■ **Exercise details**
Show every line of the data that includes the word "clicks".

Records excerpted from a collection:
***

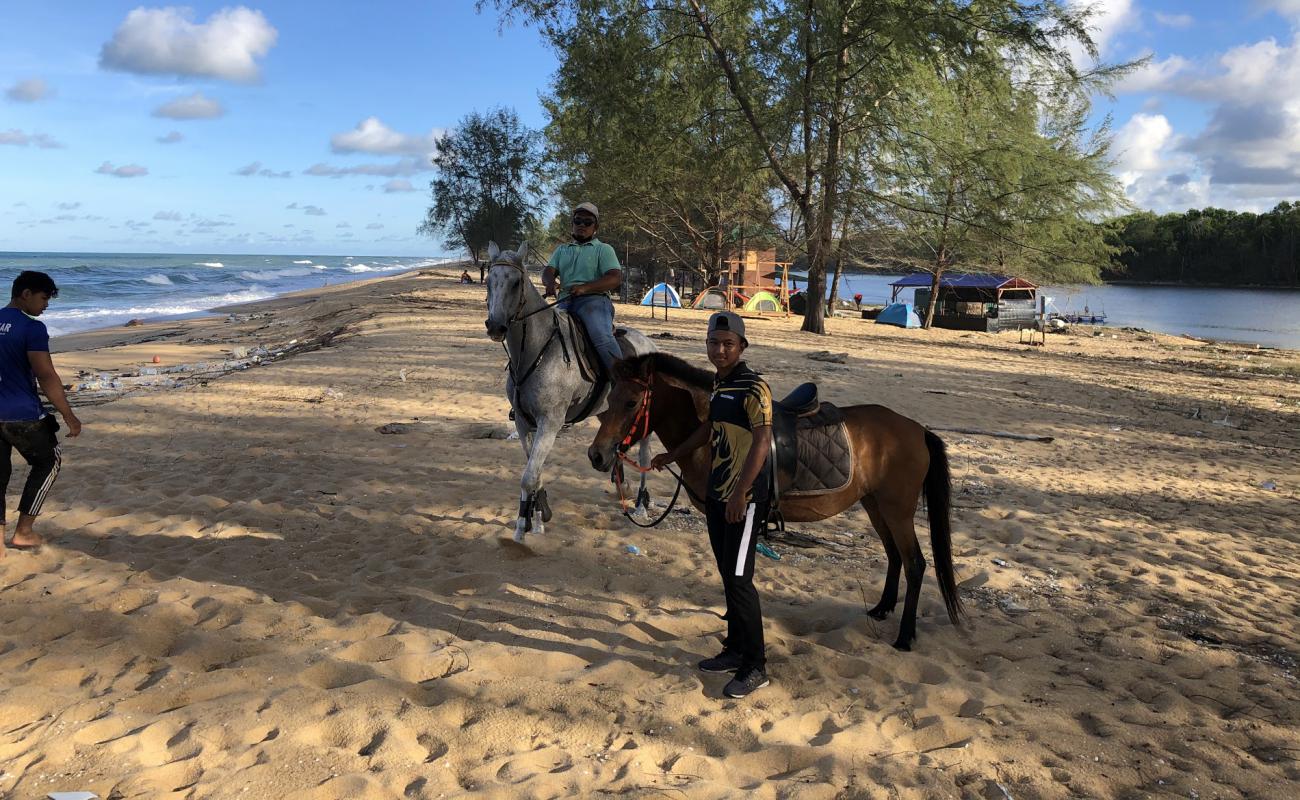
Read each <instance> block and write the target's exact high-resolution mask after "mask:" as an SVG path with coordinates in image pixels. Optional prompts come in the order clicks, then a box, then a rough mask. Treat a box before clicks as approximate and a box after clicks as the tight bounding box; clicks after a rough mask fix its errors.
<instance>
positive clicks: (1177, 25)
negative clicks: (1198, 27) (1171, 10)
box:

***

■ **Result of the exercise**
Read each <instance> block and write the target's exact high-resolution mask after "mask:" as an SVG path with coordinates in image pixels. Optional prompts come in the order clicks, then a box, then a rough mask. Treat a box before clicks as approximate and a box after clicks as the tight bounding box; clicks after a rough mask fix its errors.
positive clicks: (1177, 25)
negative clicks: (1198, 27) (1171, 10)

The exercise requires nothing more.